== Task requirements ==
Please rewrite the data from the line with "stadium concourse, place" through the end of the data, both ends included. Keep each request unchanged, and shift every coordinate in the answers by adding -45.

[Dataset records about object locations]
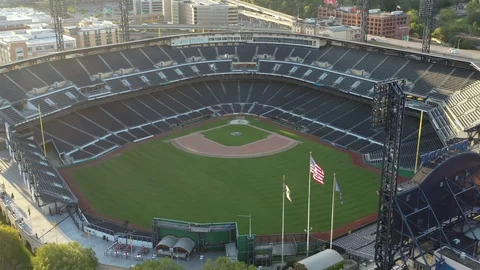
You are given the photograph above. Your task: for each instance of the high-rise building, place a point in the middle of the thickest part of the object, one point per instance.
(203, 12)
(141, 7)
(167, 10)
(91, 32)
(24, 44)
(394, 24)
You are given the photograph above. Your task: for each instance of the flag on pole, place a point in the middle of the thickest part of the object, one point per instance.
(316, 171)
(288, 193)
(339, 190)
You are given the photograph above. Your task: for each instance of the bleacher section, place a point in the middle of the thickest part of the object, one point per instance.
(338, 120)
(349, 70)
(464, 105)
(49, 185)
(360, 243)
(56, 85)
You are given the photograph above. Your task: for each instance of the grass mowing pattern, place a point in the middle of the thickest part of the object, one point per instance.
(223, 135)
(155, 179)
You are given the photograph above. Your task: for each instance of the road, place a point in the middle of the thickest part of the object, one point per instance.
(210, 27)
(434, 48)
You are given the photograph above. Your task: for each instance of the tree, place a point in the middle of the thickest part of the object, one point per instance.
(64, 256)
(224, 263)
(439, 34)
(416, 24)
(473, 6)
(162, 264)
(13, 254)
(446, 15)
(474, 17)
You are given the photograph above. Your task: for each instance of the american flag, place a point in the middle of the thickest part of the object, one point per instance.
(316, 171)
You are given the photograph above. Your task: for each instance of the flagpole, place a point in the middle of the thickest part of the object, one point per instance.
(333, 207)
(283, 216)
(418, 142)
(308, 204)
(43, 135)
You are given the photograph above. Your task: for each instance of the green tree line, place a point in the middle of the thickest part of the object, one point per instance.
(309, 8)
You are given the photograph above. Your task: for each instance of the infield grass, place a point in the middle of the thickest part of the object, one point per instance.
(155, 179)
(223, 135)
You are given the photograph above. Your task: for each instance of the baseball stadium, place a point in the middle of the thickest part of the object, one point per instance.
(172, 142)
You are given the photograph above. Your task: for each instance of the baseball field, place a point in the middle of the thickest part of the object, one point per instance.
(215, 171)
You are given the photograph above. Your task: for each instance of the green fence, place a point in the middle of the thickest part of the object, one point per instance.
(211, 235)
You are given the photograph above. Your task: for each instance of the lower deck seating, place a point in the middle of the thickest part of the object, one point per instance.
(337, 120)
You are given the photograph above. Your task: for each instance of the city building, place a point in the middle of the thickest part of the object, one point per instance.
(395, 24)
(203, 12)
(23, 44)
(21, 18)
(141, 7)
(91, 32)
(327, 27)
(167, 10)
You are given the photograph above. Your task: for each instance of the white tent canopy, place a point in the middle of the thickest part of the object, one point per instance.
(167, 242)
(184, 245)
(320, 261)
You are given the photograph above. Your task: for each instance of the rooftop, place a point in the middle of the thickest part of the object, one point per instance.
(32, 36)
(93, 23)
(28, 15)
(341, 28)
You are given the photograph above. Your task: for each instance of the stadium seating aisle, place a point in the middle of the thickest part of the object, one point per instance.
(25, 80)
(10, 91)
(72, 70)
(138, 59)
(45, 72)
(94, 64)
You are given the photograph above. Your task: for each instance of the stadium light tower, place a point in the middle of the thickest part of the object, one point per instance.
(249, 223)
(426, 13)
(364, 7)
(58, 10)
(387, 114)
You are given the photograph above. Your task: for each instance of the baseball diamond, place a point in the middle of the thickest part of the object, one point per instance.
(199, 129)
(193, 174)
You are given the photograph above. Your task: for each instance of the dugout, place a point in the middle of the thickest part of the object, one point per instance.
(204, 236)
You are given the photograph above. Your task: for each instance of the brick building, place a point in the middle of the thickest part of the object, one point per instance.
(395, 24)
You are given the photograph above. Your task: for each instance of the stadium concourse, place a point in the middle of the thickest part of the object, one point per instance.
(96, 100)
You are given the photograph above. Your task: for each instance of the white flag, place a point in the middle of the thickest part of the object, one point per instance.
(287, 193)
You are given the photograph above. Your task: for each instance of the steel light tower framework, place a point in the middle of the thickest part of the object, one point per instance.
(58, 10)
(426, 13)
(125, 7)
(387, 114)
(364, 7)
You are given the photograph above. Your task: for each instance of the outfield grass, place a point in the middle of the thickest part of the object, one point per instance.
(155, 179)
(223, 135)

== Solution below ==
You are given the photograph above. Your task: for each instance of the stadium concourse, place a point in the middle of the thickest part of the object, one point per instance.
(51, 55)
You are given the photograph above. Your task: for each instance of the white flag, place a point in the middle of the thickest part of the object, one point per instance.
(242, 148)
You are given the photograph above. Your task: for each instance of the steel light tower framework, place a point in the middle of the thickest part of the object, one point per instance.
(13, -35)
(381, -32)
(80, -38)
(342, 69)
(319, -38)
You are given the photograph above. Your task: for each instance of the outfield grass, place a point in the middle of the thickest part of the object, one point per instance.
(110, 134)
(178, 90)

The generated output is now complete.